━━━ SUPPLIED ENTRIES

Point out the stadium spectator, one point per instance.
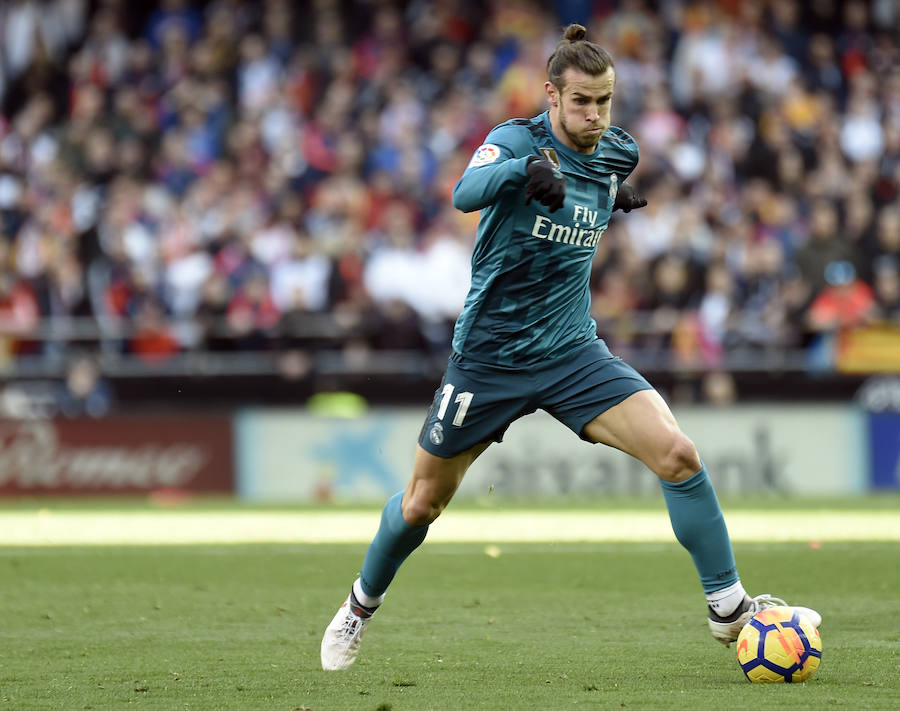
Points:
(178, 148)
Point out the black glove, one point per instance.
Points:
(626, 200)
(545, 184)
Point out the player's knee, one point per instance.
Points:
(680, 459)
(419, 511)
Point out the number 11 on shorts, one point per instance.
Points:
(464, 400)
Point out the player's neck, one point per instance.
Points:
(563, 137)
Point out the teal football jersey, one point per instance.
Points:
(530, 298)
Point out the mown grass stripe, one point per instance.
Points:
(70, 527)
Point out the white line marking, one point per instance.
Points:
(56, 528)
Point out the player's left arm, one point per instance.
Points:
(493, 169)
(626, 199)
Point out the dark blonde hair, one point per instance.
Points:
(575, 51)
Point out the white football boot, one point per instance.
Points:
(340, 644)
(727, 629)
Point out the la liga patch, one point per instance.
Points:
(485, 154)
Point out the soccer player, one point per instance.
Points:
(546, 188)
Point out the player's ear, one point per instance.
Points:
(552, 94)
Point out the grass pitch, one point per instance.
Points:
(539, 626)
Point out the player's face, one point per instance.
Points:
(579, 113)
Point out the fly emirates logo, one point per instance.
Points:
(574, 234)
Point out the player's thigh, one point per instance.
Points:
(643, 426)
(433, 483)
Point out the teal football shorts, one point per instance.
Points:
(477, 402)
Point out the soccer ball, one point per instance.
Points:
(779, 644)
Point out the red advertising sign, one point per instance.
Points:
(117, 455)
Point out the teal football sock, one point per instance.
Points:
(393, 543)
(700, 527)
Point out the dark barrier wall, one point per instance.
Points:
(120, 455)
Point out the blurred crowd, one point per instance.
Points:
(234, 175)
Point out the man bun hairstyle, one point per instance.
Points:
(575, 51)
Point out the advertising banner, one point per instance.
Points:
(802, 450)
(884, 449)
(117, 455)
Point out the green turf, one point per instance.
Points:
(540, 627)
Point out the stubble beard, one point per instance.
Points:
(589, 144)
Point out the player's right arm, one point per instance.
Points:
(495, 167)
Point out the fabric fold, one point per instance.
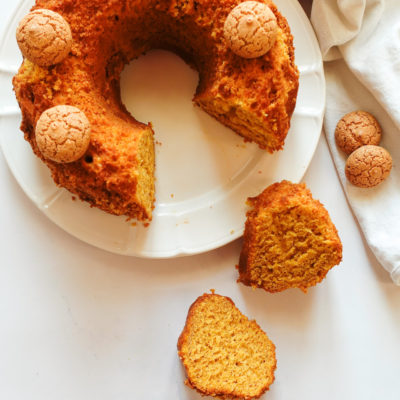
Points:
(360, 42)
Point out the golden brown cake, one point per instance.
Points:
(254, 97)
(289, 240)
(224, 354)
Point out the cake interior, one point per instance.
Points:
(291, 244)
(224, 352)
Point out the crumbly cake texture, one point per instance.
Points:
(357, 129)
(368, 166)
(225, 355)
(289, 240)
(254, 97)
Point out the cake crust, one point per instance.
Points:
(289, 240)
(213, 351)
(253, 97)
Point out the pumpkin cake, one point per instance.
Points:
(289, 240)
(225, 354)
(253, 96)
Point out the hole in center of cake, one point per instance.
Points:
(195, 154)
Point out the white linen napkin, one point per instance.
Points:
(360, 42)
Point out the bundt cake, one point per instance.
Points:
(224, 354)
(253, 96)
(289, 240)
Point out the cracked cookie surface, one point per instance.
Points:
(250, 29)
(368, 166)
(44, 37)
(63, 134)
(356, 129)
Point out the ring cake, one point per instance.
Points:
(95, 39)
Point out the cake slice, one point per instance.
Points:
(225, 354)
(289, 240)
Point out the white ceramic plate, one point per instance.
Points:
(204, 171)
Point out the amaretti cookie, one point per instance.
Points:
(289, 240)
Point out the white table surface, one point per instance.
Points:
(71, 326)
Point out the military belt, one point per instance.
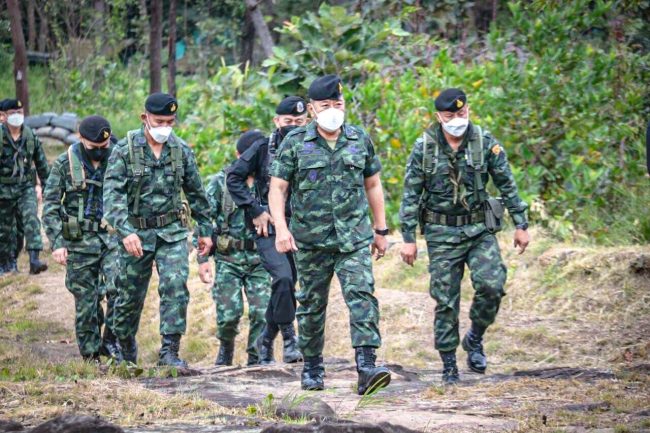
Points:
(155, 221)
(453, 220)
(14, 180)
(89, 225)
(243, 244)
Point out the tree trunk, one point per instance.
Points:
(247, 42)
(20, 56)
(155, 46)
(260, 27)
(31, 25)
(171, 62)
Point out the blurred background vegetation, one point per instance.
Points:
(565, 86)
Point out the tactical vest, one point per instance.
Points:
(75, 225)
(137, 163)
(30, 146)
(474, 156)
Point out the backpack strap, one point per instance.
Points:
(475, 155)
(78, 175)
(136, 164)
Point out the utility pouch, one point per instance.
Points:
(494, 211)
(72, 230)
(223, 244)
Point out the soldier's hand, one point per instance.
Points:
(39, 193)
(409, 253)
(133, 245)
(522, 239)
(205, 272)
(60, 255)
(261, 223)
(379, 246)
(205, 245)
(284, 241)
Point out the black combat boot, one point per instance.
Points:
(313, 374)
(264, 345)
(92, 358)
(371, 377)
(168, 355)
(449, 368)
(473, 345)
(290, 354)
(110, 347)
(35, 265)
(129, 349)
(226, 352)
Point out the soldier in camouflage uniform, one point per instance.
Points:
(21, 158)
(445, 191)
(18, 234)
(333, 173)
(73, 219)
(142, 199)
(238, 267)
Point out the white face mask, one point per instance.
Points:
(331, 119)
(456, 126)
(160, 134)
(16, 119)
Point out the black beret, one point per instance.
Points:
(11, 104)
(248, 138)
(293, 105)
(161, 103)
(327, 87)
(95, 128)
(451, 100)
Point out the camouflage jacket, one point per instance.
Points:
(236, 222)
(19, 163)
(156, 193)
(328, 199)
(438, 194)
(61, 199)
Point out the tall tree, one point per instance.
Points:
(261, 28)
(31, 25)
(155, 46)
(20, 55)
(171, 62)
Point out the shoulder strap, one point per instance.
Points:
(475, 152)
(77, 172)
(227, 208)
(136, 164)
(430, 152)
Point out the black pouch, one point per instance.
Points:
(72, 230)
(494, 211)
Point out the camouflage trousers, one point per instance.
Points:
(25, 208)
(447, 266)
(91, 278)
(133, 282)
(354, 271)
(230, 280)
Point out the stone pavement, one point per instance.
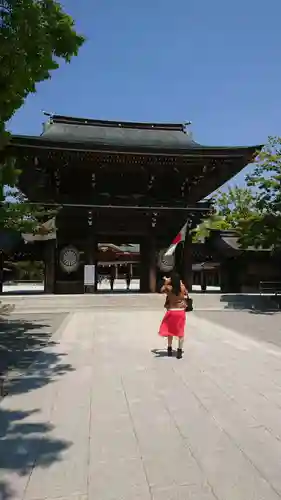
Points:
(112, 420)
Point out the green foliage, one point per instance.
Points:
(230, 208)
(264, 228)
(34, 36)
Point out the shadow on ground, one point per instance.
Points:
(28, 362)
(254, 304)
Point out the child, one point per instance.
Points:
(173, 323)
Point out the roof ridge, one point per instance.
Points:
(69, 120)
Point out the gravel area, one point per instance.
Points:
(264, 327)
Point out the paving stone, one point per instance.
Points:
(115, 419)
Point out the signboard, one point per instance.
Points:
(166, 263)
(89, 275)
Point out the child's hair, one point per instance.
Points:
(175, 283)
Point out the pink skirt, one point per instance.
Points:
(173, 324)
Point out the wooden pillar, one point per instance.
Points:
(152, 265)
(1, 271)
(187, 261)
(148, 265)
(50, 266)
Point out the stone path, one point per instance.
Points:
(101, 417)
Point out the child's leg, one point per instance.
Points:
(181, 342)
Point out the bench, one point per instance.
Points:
(270, 287)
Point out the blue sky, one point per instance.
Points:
(216, 63)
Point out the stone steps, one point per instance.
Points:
(66, 303)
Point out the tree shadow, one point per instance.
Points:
(27, 362)
(253, 303)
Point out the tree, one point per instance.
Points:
(231, 208)
(263, 229)
(34, 36)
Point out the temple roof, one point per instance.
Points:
(81, 133)
(123, 134)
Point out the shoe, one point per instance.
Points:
(179, 353)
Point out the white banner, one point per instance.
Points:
(89, 275)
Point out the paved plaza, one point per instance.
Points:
(96, 411)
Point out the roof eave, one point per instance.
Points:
(22, 141)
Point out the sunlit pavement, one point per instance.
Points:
(103, 414)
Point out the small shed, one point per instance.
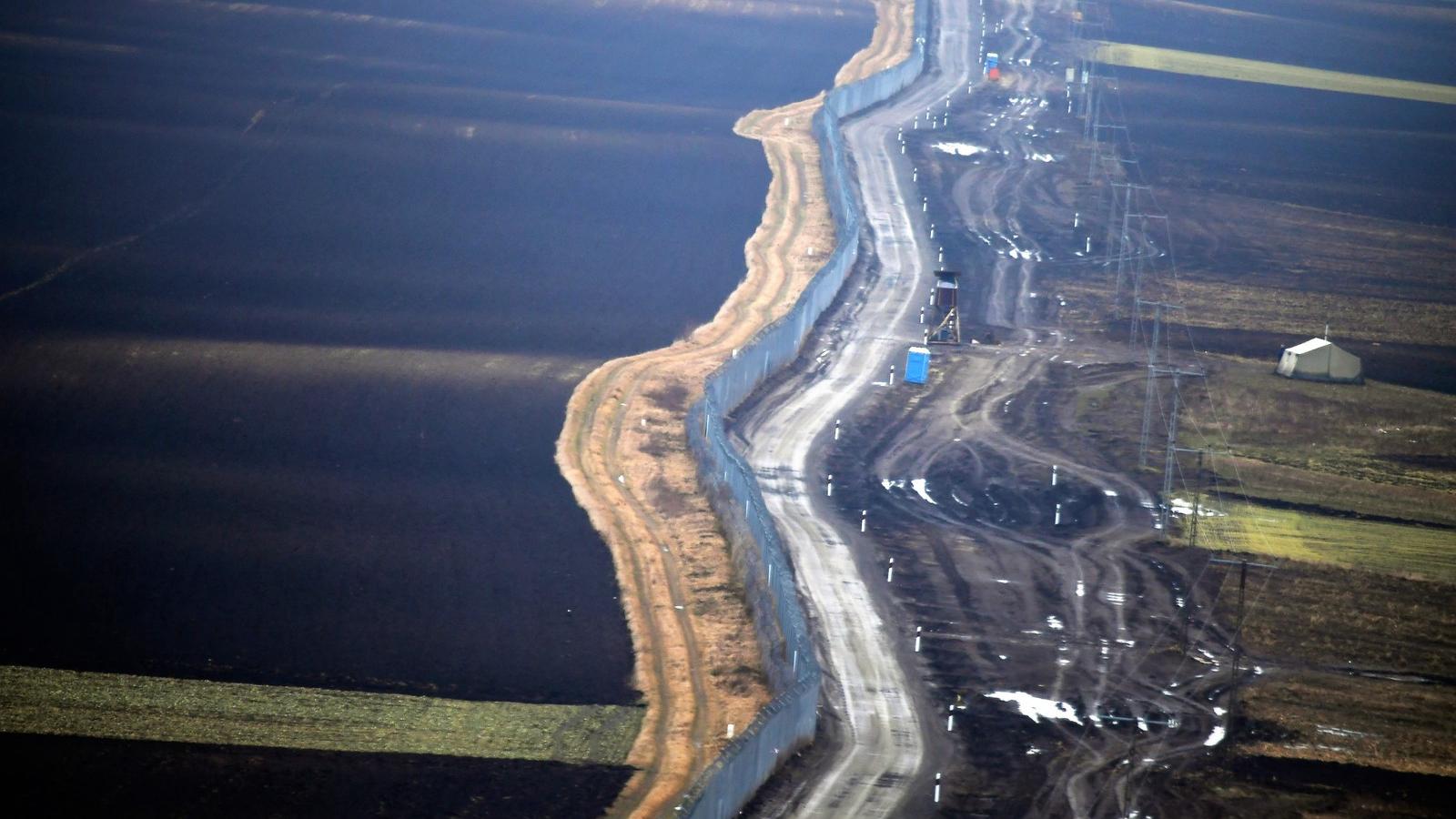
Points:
(1320, 360)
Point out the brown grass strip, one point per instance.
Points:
(160, 709)
(623, 450)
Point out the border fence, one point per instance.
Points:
(788, 722)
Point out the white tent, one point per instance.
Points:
(1320, 360)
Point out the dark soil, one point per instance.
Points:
(53, 775)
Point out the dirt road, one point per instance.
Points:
(885, 748)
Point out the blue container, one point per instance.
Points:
(917, 365)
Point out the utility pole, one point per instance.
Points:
(1198, 494)
(1169, 462)
(1237, 649)
(1111, 223)
(1139, 258)
(1150, 392)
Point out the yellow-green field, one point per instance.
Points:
(53, 702)
(1390, 548)
(1271, 73)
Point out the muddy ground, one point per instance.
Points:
(57, 775)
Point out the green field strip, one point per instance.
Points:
(1376, 545)
(1271, 73)
(53, 702)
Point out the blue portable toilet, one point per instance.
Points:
(917, 365)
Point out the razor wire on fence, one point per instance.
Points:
(788, 722)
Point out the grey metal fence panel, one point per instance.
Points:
(788, 722)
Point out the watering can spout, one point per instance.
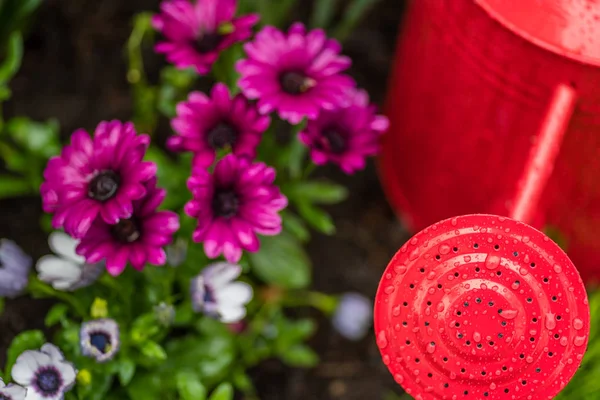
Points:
(543, 156)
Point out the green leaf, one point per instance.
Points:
(28, 340)
(316, 218)
(320, 192)
(56, 314)
(354, 12)
(14, 54)
(223, 392)
(295, 225)
(300, 356)
(282, 261)
(189, 386)
(126, 371)
(153, 351)
(11, 186)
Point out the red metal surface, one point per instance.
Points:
(468, 97)
(479, 307)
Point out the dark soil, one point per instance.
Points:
(74, 70)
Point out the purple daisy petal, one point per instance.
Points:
(345, 136)
(196, 32)
(297, 74)
(207, 124)
(232, 205)
(137, 240)
(99, 176)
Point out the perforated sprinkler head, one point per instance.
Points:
(478, 307)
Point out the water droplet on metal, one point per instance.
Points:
(382, 340)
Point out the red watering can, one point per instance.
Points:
(476, 86)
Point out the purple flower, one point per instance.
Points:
(198, 31)
(346, 136)
(45, 373)
(232, 205)
(139, 239)
(205, 125)
(12, 392)
(96, 176)
(99, 339)
(14, 269)
(216, 293)
(66, 271)
(297, 74)
(353, 316)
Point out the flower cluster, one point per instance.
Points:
(104, 194)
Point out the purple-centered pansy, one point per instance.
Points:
(139, 239)
(14, 269)
(216, 293)
(11, 391)
(45, 374)
(95, 176)
(197, 31)
(346, 136)
(65, 269)
(297, 74)
(206, 124)
(353, 316)
(234, 203)
(99, 339)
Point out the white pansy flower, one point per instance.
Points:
(66, 270)
(12, 392)
(216, 293)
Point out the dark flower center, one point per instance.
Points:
(222, 135)
(335, 140)
(225, 203)
(126, 231)
(208, 42)
(294, 82)
(104, 185)
(100, 340)
(48, 381)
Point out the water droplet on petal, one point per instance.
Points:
(492, 262)
(400, 269)
(444, 249)
(509, 314)
(557, 268)
(382, 340)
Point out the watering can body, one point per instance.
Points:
(471, 85)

━━━━━━

[TASK GOAL]
All the lines that hold the word "teal" must appear in the answer, copied from the records.

[EXERCISE RESULT]
Point out the teal football jersey, one point per instance.
Point out the teal football shorts, one point per instance.
Point out the teal football sock, one point per instance.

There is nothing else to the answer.